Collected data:
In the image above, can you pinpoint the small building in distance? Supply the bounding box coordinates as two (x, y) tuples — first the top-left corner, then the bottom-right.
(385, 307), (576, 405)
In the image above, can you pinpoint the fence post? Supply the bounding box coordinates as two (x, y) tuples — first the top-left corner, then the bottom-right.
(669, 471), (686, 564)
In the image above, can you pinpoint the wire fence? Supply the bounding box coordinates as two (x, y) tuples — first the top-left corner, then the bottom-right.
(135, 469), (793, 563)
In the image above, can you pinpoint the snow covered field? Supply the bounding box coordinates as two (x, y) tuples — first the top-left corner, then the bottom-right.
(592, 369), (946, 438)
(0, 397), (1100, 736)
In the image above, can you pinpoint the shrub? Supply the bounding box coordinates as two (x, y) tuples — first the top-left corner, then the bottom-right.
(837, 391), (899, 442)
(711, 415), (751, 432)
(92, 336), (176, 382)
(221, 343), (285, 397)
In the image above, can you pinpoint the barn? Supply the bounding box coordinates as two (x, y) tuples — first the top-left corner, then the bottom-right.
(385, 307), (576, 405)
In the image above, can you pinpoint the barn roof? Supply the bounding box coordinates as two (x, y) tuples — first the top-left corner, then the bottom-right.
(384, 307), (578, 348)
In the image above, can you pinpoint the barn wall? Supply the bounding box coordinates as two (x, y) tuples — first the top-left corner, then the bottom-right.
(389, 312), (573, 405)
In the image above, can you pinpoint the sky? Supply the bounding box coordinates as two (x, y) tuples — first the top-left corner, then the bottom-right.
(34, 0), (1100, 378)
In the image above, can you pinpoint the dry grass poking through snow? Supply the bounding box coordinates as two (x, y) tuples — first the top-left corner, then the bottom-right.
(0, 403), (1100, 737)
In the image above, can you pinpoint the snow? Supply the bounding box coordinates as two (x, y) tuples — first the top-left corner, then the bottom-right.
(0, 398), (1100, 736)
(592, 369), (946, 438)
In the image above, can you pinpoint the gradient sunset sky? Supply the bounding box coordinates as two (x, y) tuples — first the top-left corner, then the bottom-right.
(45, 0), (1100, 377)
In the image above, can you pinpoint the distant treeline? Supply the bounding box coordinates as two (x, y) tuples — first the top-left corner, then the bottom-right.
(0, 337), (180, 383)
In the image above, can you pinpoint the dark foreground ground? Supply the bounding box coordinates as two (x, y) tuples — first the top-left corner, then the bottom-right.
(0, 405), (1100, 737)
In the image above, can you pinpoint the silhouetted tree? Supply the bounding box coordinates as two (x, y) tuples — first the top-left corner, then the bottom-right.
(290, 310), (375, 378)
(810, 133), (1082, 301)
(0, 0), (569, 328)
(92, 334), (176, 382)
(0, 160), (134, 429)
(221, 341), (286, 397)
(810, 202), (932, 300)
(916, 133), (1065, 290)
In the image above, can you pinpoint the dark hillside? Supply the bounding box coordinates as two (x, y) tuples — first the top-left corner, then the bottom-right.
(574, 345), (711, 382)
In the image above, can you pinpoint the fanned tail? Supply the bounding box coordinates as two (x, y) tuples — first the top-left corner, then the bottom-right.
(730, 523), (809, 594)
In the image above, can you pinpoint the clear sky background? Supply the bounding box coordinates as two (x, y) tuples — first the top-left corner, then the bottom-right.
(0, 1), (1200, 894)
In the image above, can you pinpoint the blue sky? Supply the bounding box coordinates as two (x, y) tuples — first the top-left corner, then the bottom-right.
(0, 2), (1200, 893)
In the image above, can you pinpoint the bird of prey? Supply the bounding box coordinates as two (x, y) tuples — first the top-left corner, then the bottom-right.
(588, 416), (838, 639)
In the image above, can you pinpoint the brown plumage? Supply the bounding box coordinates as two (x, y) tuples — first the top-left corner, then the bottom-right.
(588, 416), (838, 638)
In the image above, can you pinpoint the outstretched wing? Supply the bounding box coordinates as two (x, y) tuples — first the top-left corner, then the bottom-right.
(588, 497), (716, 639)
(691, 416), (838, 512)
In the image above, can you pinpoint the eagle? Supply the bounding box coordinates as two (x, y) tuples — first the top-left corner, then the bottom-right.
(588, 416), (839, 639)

### Directions for this task
Rewrite every one of the records, swapping "pinpoint" for "locate" and leaving everything else untouched.

### Task response
In the image above, can you locate the small building in distance? Supply the bounding box coordinates as two (x, y) tuples — first the top-left corner, then the bottom-right.
(385, 307), (576, 405)
In the image above, can you locate the fence post? Supply the bounding box coordinates as two (x, y) tuples — first the top-left corner, then the bottom-right.
(669, 471), (686, 564)
In the image above, can you locate the wire fence? Supply the bounding box coordinates as two (x, y) tuples — first the top-left corner, then the bottom-right.
(135, 469), (793, 563)
In the image above, can you locate the snow covered field? Supply the bounding box coordinates as two (x, y) tuples — first the top-left corner, then the bottom-right.
(592, 369), (946, 438)
(0, 397), (1100, 736)
In the image above, can you locate the shrub? Supply the bounding box coordinates as two (x, y) tuples — first the top-left corner, then the bottom-right.
(837, 391), (899, 442)
(711, 415), (751, 432)
(92, 336), (176, 382)
(221, 343), (285, 397)
In the image above, can you locate the barn? Supply the bounding box coordinates as two (x, y) tuples — first the top-left corner, then the bottom-right.
(385, 307), (576, 405)
In the image above, can you locate the barn roof? Supply the bounding box coordinates as two (x, y) tuples — first the top-left corner, then the bottom-right.
(384, 307), (578, 348)
In the image above, can you locate the barn wall? Supply the bounding box coordinates as two (x, y) tuples — first the top-left corner, then the bottom-right.
(389, 312), (573, 405)
In the image above, can you locate the sky? Supply the bounding box coordinates as two (x, y) tuples — first the top-left corner, then the bottom-right.
(34, 0), (1100, 378)
In the image above, can you locate the dry grass poking through snow? Supply the bounding box coordinates as two (x, y) tuples — first the top-left corner, then the bottom-right.
(0, 403), (1100, 737)
In the image above, can you locate the snow? Supply the bounding box coordinates as two (x, y) tuples — first the top-left corner, then the bottom-right.
(0, 398), (1100, 736)
(592, 369), (946, 438)
In the image above, can you locate the gradient sunset sky? Supply the bounding box coordinates as two (x, y) tuples — first the top-left corner, then the bottom-right.
(45, 0), (1100, 377)
In the image above, can you locate the distant treeline? Supply the bounding box coordinates as two (x, y) tuples — first the top-left corner, then the bottom-right.
(0, 337), (180, 383)
In the image above, can you locate the dark foreground ground? Supply the bounding box coordinates as two (x, y) tuples — first the top-left corner, then the bottom-right.
(0, 405), (1100, 737)
In the image above, can you locate the silhouetted tree? Supply the bounding box coordinates as two (x, y) tuples — first the top-left corner, then the bottom-right.
(290, 310), (375, 378)
(810, 133), (1082, 301)
(0, 0), (569, 328)
(92, 334), (176, 382)
(0, 160), (134, 429)
(221, 341), (286, 397)
(810, 202), (932, 300)
(916, 133), (1065, 290)
In the image above, can you locate the dark hillside? Supply the bounding box coordinates as two (x, y) tuples — first the top-left corner, then the bottom-right.
(574, 345), (711, 382)
In the image above, can you locate the fanned tail? Supply the bounding box coordinates as two (x, y) tuples — first the top-left corner, then the bottom-right.
(730, 523), (809, 594)
In the image above, can you locate the clear sky background? Supply the bounding box coordinates as two (x, y) tuples — first the top-left corner, then the bottom-right.
(0, 1), (1200, 894)
In the image above, can you locate the blue sky? Supply the bounding box coordinates as two (x, y) tuples — first the top-left corner, then the bottom-right.
(0, 2), (1200, 893)
In the image above, can you locate the bird of prey? Supply the bounding box coordinates as two (x, y) tuples — first the top-left corner, then the bottom-right.
(588, 416), (838, 639)
In the image above, can you locate the brown plumage? Supply the bounding box coordinates as two (x, y) tuples — first the top-left corner, then the bottom-right.
(588, 416), (838, 638)
In the image above, can you locate the outstretched wing? Supply the bounding box coordinates as two (x, y) tuples — first the top-left corner, then the bottom-right.
(588, 497), (716, 639)
(691, 416), (838, 512)
In the image above, can you locate the eagle? Supply the bounding box coordinates as two (x, y) tuples — first the top-left corner, then the bottom-right.
(588, 416), (839, 639)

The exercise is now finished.